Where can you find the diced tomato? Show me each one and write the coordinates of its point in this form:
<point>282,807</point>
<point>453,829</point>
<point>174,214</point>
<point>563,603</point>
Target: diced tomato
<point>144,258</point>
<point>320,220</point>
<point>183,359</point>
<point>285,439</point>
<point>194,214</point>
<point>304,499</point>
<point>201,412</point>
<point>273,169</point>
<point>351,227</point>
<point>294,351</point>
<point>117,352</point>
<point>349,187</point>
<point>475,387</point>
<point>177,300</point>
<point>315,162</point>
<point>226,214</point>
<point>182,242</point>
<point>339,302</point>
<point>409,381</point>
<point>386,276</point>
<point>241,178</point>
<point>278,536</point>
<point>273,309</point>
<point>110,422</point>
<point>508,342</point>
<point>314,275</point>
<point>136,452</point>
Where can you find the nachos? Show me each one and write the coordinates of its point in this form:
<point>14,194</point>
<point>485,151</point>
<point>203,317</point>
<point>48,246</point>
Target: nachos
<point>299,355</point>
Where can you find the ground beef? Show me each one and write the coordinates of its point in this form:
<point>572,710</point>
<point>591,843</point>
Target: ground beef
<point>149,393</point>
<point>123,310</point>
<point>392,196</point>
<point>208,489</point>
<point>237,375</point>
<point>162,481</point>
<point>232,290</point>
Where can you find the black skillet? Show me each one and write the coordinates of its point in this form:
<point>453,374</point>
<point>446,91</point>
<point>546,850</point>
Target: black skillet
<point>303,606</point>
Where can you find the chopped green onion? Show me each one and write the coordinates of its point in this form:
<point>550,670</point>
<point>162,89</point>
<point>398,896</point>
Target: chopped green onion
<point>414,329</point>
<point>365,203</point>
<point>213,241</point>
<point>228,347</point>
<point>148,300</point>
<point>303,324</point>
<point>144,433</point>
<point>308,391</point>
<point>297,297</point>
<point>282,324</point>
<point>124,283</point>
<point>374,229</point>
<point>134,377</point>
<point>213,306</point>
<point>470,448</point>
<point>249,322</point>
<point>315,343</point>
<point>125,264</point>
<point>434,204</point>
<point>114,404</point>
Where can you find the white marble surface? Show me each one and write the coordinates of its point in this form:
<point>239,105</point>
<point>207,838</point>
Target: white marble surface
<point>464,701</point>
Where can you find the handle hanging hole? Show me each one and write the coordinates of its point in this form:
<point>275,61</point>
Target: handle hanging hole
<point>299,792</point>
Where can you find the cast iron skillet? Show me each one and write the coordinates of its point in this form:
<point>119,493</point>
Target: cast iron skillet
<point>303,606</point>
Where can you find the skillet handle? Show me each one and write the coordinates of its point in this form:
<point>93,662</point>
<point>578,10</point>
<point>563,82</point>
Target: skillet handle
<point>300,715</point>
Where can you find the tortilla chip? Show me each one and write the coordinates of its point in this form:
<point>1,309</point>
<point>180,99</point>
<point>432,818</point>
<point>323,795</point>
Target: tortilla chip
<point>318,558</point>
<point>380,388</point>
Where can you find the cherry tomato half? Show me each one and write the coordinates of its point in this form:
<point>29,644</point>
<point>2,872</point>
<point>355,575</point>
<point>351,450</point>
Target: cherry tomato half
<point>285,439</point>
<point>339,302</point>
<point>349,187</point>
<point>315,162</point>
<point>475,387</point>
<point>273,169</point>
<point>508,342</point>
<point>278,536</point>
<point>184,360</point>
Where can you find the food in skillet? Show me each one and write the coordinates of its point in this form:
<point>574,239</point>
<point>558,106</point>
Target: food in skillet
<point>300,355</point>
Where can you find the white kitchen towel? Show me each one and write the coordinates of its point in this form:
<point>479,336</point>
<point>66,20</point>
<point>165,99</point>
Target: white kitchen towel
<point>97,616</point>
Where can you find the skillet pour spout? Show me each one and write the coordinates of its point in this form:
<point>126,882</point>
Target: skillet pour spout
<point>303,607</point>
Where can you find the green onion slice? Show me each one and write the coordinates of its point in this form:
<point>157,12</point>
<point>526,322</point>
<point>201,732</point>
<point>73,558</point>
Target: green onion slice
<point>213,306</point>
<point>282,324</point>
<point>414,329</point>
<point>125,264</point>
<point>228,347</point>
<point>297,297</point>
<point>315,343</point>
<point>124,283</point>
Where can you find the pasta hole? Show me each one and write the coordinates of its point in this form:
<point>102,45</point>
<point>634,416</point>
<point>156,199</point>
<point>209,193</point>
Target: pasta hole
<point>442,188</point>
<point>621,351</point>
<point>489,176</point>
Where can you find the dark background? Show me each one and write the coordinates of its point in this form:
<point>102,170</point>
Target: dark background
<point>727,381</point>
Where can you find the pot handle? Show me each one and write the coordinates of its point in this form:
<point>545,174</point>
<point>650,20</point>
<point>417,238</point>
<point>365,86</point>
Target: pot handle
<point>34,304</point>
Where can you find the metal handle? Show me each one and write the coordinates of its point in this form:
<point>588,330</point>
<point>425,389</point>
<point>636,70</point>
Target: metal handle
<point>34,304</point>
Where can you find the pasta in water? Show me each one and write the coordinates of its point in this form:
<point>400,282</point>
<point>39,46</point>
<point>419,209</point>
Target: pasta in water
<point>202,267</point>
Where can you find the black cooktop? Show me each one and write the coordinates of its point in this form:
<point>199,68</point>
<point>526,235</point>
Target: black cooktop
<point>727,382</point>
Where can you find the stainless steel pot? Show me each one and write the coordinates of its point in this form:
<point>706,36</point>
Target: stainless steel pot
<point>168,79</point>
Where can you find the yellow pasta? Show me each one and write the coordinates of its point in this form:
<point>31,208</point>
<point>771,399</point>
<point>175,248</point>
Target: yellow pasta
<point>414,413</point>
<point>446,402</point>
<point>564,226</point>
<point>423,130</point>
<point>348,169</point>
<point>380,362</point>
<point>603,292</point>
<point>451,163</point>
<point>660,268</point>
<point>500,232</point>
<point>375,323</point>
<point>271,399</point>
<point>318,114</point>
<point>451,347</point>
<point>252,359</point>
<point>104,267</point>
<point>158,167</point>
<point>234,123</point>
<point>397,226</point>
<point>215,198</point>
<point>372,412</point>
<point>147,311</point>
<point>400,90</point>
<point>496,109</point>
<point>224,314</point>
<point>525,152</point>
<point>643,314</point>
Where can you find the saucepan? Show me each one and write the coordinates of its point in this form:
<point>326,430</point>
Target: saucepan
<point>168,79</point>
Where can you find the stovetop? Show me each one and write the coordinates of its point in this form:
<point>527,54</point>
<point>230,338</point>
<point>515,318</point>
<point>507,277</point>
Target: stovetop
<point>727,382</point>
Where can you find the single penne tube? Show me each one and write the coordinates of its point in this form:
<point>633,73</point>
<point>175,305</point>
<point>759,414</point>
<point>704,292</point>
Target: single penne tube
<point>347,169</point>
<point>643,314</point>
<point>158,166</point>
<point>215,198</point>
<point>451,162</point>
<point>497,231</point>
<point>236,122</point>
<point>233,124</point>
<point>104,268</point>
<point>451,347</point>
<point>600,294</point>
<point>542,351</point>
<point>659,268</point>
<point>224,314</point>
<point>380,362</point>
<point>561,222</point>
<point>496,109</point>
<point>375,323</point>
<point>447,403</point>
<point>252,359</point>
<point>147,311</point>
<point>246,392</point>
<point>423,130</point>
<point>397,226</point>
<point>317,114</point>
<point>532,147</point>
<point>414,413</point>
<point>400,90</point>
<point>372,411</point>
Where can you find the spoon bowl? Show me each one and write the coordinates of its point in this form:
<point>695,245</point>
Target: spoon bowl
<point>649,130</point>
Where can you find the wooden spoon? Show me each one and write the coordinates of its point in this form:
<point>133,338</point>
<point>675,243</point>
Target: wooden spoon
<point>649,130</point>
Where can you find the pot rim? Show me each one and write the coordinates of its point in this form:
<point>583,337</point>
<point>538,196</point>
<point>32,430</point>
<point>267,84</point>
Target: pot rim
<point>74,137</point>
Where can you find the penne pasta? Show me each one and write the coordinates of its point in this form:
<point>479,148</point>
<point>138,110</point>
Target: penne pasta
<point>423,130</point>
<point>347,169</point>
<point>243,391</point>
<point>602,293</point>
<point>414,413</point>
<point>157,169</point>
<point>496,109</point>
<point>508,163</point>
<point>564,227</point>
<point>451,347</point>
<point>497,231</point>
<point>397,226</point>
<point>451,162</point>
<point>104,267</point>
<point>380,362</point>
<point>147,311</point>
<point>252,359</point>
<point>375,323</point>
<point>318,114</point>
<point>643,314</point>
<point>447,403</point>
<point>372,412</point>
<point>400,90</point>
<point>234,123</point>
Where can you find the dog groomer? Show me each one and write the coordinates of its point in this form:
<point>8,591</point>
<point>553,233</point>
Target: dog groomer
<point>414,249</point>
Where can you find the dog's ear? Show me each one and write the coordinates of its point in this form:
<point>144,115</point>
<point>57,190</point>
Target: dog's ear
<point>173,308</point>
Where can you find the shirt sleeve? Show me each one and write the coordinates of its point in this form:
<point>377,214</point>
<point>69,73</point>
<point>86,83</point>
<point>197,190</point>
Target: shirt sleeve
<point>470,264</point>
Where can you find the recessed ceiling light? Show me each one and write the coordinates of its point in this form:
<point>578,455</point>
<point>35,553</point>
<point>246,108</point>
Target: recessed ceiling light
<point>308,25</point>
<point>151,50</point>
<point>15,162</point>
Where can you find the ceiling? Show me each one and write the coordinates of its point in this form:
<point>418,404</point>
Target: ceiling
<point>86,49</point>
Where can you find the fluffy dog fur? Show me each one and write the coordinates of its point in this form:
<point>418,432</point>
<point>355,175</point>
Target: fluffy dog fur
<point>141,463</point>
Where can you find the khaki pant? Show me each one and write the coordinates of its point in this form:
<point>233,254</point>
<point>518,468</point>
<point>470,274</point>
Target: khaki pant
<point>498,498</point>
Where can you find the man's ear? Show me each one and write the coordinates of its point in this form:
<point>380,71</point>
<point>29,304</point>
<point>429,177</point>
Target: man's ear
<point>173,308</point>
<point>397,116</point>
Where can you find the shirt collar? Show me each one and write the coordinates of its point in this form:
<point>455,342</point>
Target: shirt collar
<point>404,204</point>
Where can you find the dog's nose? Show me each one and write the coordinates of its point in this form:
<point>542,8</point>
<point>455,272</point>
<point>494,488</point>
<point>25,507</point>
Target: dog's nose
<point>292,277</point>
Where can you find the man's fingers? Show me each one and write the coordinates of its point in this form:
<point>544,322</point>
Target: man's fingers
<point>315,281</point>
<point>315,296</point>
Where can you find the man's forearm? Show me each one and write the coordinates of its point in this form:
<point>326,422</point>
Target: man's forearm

+++

## DIRECTIONS FOR THIS TASK
Say only how many lines among the entries above contain the string "forearm".

## PROBLEM SOLUTION
2